• **Page excerpt**:
------------------------------------------------
He has gotten away with it so he won’t change. The only thing that will change is that you will become a shadow of your former self due to the pain he will cause you. He does not love you really, otherwise he wouldn’t do this. He sounds addicted. Have some self respect. Time to consider walking away. He wants to have his cake and eat it. Why fight for damaged goods, better to get brand new goods. Separation is not his choice, it is yours, yiu do not need his permission. Go see a lawyer.


----------



## Andy1001 (Jun 29, 2016)

It appears that you are in France, please correct me if I’m wrong. 
Unfortunately it seems to be almost compulsory over there to have a girlfriend/boyfriend as well as a spouse. Your president’s carry on this tradition enthusiastically. 
My only advice is to either divorce or fight fire with fire.


----------



## Marc878 (Aug 26, 2015)

Most people past a certain age don’t change. If you don’t get strong and stay there. This will always be your life. You do have a choice.


----------



## Rema-77 (8 mo ago)

bobert said:


> Also, don't tell him what else you know. Use that information to your advantage. You tell him he has one shot to come clean and if he doesn't, it's over.
> 
> Again, you have to be prepared to follow through.


So I shouldn’t tell him what I saw .. then how can I open such conversation ?
Or how to tell him that I know he is cheating ?


----------



## Rema-77 (8 mo ago)

QuietGuy said:


> You can't make him love you and treat you right. He has to want to on his own. Right now he sounds like a typical cake eater. He has you for day to day stability and he has his single man life on the side. He knows you won't do anything so he has no reason to change. It also seems like he is a serial cheater - they seldom change enough to become a safe partner in life.
> Do you have access to bank accounts? Are you dependant on him financially? Do you have family and trusted friends that can support you emotionally and possibly give you a place to stay for a while? Do you have any children?
> You should seek legal advice so you know your rights and what divorce could look like. You say you love him. Why would you love someone who abuses you in this way. Do you really love him as he is, or do you love the idealized image you have of him? You said you asked for a separation and he said no. Why does he get to control everything. If you want to separate, then do it.
> You have to act to change your situation. No one will do it for you. You can have a much better life if you are willing to pursue it. It won't be easy, but in the end you can end up happy. Staying with him also is not easy and you are likely to end up very sad.
------------------------------------------------
• **Source material**:
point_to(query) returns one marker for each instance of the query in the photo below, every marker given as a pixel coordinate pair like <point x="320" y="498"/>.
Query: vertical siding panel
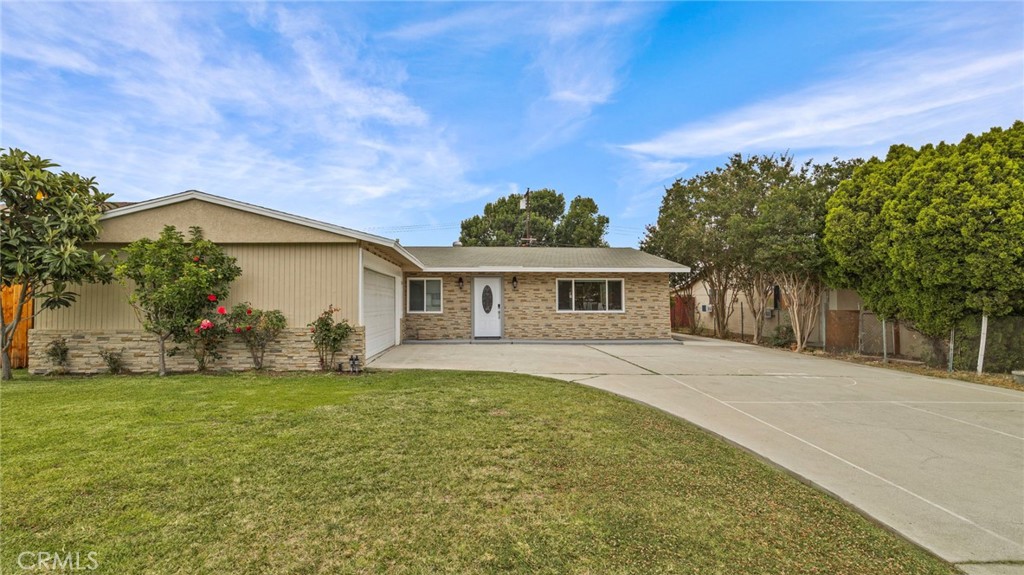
<point x="300" y="279"/>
------------------------------------------------
• **Requirements**:
1. In the forum thread about infidelity, what does Marc878 say most people past a certain age don't do?
2. Carry on the forum thread about infidelity from the point where it stops.

• **Results**:
1. They don't change.

2.
> Keep posting here. You will get great advise and support every step of the way. Many of the people here have been in your shoes. They got through it and you will too. The weekend can be slow, but support is on its way.


I’m not sure anymore if this is love or attachment because of how long we have been together !
Maybe I love the old him or a picture that I have of him.

We don’t have kids (I wasn’t feeling safe enough and our sec life is not helping either) - I have started to work 10 months ago so yes I can be somehow independent financially.

We have relocated to another country 2 years ago, so I am away from my family and I don’t have friends here to depend on .. I know some but I don’t think I can get the support.


Why he gets to choose ? Well cause when I‘m still hoping he could fix things or find a way out.
I haven’t told him what I saw because even back then I wasn’t sure what was going on .. I felt him being distant (sleeping outside on the couch, all the time on his mobile, planing his daily activities solo) so I opened the conversation of how to fix our relation but he didn’t say or suggest actions, so I asked if he wants to separate or if we should separate but he refused. He said he wants to be with me.

I want to be happy, respected , cared about. I want to feel love and appreciation.
I want safety and security in the relationship and I know I’m not going to get that with him but I got weak .. my emotions are too much for me to handle ..
Sometimes I think wouldn it be easy if I sleep one day and just don’t wake up !


----------



## Rema-77 (8 mo ago)

Andy1001 said:


> It appears that you are in France, please correct me if I’m wrong.
> Unfortunately it seems to be almost compulsory over there to have a girlfriend/boyfriend as well as a spouse. Your president’s carry on this tradition enthusiastically.
> My only advice is to either divorce or fight fire with fire.


Netherlands.
I can’t do the same, it’s against my values and he knows it ! Doing this would do me more hurt than good .. 

I agree as well that unfortunately, I’m getting used to be second and to be treated like this !


----------



## Rema-77 (8 mo ago)

aine said:


> He has gotten away with it so he won’t change. The only thing that will change is that you will become a shadow of your former self due to the pain he will cause you. He does not love you really, otherwise he wouldn’t do this. He sounds addicted. Have some self respect. Time to consider walking away. He wants to have his cake and eat it. Why fight for damaged goods, better to get brand new goods. Separation is not his choice, it is yours, yiu do not need his permission. Go see a lawyer.


Cause I still have small bit of hope he would change ? and also because he made me think less of myself as a woman that I believe I won’t have someone else ..
I get anxiety / pain just from the idea of leaving. I wasn’t weak like this before him.


----------



## theloveofmylife (Jan 5, 2021)

Rema-77 said:


> Sometimes I think wouldn it be easy if I sleep one day and just don’t wake up !


No. Don't think like that. You are grieving. Grieving the loss of the relationship you thought you had. 

Now that you see him for what he is, it's time to take action and take care of yourself. 

If you don't have a support system there, can you go back home?


----------



## Diana7 (Apr 19, 2016)

ah_sorandy said:


> REDACTED


There us no excuse for his behaviour anyway.


----------



## Diana7 (Apr 19, 2016)

Rema-77 said:


> I’m not sure anymore if this is love or attachment because of how long we have been together !
> Maybe I love the old him or a picture that I have of him.
> 
> We don’t have kids (I wasn’t feeling safe enough and our sec life is not helping either) - I have started to work 10 months ago so yes I can be somehow independent financially.
> ...


Have you thought about going home to your family?


----------



## 86857 (Sep 5, 2013)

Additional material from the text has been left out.